**Selected passage**.
▼▼▼

AI Chatbots Have a Racism Problem Despite Anti-Racism Training

The prevalence of racial stereotypes in the responses provided by AI chatbots such as ChatGPT and the like has been a problem for quite some time now. Fixing the issue is a paramount concern because of the fact that this is the sort of thing that could potentially end up derailing the growth of the industry. Some anti-racism training has been incorporated by the companies creating these LLM chatbots, but in spite of the fact that this is the case, they continue to use racial stereotypes based on a recent report.

This reveal comes from a collaboration between researchers at Stanford University, the University of Chicago, as well as the Allen Institute for AI. Their findings indicate that anti-racism training for LLMs is not making them use fewer stereotypes than might have been the case otherwise.

The way that the research worked was that the researchers submitted text documents using AAVE, or African American Vernacular English, and asked the LLM to provide comments regarding the authors. The same test was then conducted with text written in Standard American English, and the replies were then tallied against each other to find any differences between them.

▲▲▲

**Provided material**.
▼▼▼

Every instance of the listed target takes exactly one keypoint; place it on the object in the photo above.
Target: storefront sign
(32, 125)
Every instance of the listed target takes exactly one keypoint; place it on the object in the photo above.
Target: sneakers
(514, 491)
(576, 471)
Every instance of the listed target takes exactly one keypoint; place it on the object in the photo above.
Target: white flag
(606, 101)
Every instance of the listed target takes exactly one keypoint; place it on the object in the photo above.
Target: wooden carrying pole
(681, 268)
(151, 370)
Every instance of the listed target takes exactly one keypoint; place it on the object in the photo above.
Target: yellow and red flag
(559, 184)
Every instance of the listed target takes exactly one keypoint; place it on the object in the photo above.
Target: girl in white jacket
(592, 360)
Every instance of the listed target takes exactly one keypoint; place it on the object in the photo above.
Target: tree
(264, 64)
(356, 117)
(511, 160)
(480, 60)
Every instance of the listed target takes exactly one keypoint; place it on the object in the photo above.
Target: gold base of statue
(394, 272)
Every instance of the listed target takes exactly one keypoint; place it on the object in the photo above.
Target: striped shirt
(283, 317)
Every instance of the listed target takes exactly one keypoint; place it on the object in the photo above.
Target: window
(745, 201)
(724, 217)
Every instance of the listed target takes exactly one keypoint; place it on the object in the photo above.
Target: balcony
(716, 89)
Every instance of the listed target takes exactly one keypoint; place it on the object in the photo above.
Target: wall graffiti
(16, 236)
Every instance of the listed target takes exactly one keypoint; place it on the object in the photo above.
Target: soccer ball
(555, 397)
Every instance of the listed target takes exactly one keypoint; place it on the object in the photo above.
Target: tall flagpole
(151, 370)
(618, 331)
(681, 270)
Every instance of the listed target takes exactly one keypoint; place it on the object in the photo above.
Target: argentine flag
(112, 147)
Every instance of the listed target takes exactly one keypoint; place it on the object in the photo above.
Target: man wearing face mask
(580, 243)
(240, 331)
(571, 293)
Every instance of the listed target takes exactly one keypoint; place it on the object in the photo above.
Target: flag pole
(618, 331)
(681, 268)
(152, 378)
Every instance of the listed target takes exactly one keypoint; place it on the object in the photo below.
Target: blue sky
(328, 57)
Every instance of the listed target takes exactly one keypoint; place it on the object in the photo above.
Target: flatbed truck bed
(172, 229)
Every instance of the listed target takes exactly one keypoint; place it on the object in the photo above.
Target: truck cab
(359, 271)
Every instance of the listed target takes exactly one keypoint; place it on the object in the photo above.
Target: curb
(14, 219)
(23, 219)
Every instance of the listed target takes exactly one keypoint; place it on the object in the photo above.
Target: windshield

▲▲▲

**Set of tasks**.
(A) Edit the article on racism in AI chatbots from "AI Chatbots Have" through "the case otherwise.", swapping "stereotypes" for "biases".
(B) Continue the article on racism in AI chatbots, picking up right after its last sentence.

**Task results**.
(A)
AI Chatbots Have a Racism Problem Despite Anti-Racism Training

The prevalence of racial biases in the responses provided by AI chatbots such as ChatGPT and the like has been a problem for quite some time now. Fixing the issue is a paramount concern because of the fact that this is the sort of thing that could potentially end up derailing the growth of the industry. Some anti-racism training has been incorporated by the companies creating these LLM chatbots, but in spite of the fact that this is the case, they continue to use racial biases based on a recent report.

This reveal comes from a collaboration between researchers at Stanford University, the University of Chicago, as well as the Allen Institute for AI. Their findings indicate that anti-racism training for LLMs is not making them use fewer biases than might have been the case otherwise.

(B)
It turned out that the responses received by the text containing AAVE universally contained harmful stereotypes about Black Americans. GPT-4 went so far as to say that the author of the AAVE text would be worthy of suspicion, along with alleging that they would be aggressive and uncouth. These stereotypes are the same ones that human beings tend to have regarding Black Americans, which just goes to show that technology is only as progressive as humanity can have the capacity to be.
The interesting thing is that when the chatbots were asked to speak about African Americans in general, they only had positive things to say. This seems to suggest that the racial bias is implicit as opposed to explicit, and it will be interesting to see if any further studies confirm what is being said in the here and now. As it currently stands, LLMs have a long way to go before they can be considered completely unbiased.